◆ Supplied records:
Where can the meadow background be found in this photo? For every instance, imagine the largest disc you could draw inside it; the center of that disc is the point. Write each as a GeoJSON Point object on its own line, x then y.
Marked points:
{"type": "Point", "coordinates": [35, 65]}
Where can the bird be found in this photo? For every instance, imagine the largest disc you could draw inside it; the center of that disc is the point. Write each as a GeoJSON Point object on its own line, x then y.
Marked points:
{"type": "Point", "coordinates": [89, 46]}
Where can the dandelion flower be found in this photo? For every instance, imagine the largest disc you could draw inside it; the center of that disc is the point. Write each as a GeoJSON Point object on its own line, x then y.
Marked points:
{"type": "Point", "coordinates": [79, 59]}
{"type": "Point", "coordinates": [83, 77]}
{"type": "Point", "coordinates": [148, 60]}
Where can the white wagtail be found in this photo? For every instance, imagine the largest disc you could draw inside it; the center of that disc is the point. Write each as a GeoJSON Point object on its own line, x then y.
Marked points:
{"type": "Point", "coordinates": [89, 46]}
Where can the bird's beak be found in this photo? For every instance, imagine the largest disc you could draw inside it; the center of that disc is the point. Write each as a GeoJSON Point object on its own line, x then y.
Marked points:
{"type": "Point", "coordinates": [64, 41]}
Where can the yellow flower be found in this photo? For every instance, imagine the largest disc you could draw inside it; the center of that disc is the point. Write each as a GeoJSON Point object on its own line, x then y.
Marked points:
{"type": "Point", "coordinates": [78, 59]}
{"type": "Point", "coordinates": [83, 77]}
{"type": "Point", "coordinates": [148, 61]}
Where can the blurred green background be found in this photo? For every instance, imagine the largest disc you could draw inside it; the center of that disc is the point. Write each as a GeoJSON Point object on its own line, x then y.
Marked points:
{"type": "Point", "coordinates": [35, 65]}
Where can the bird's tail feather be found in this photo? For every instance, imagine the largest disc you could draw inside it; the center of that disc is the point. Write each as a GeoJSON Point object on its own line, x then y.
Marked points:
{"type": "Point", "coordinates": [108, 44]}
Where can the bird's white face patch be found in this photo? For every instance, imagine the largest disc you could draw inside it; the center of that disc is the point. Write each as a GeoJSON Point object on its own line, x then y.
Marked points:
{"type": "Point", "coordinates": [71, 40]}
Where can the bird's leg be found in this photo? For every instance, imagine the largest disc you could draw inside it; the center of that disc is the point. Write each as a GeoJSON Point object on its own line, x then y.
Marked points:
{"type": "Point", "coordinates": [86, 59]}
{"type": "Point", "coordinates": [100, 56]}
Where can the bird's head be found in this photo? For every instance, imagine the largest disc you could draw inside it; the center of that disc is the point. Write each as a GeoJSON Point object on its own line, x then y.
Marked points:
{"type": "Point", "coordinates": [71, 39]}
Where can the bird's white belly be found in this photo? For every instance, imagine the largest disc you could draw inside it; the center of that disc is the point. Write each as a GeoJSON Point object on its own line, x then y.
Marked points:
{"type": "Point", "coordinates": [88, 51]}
* * *
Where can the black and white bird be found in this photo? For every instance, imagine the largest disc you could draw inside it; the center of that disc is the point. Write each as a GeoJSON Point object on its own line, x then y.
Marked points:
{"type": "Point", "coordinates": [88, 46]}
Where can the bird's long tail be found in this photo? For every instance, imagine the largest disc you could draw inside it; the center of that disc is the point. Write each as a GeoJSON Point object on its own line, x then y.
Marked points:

◆ Problem to work on: Every line containing the string "background" should be pulled from the listing and copied.

◆ Your solution:
Where can the meadow background be found in this photo? For every instance, imagine the largest disc you could draw inside it; the center of that disc is the point. Write each as a GeoJSON Point object on its own line, x then y.
Where can the blurred green background be found in this photo? For every instance, imagine the largest disc you could draw inside it; the center of that disc is the point. Write each as a GeoJSON Point object on its own line, x then y.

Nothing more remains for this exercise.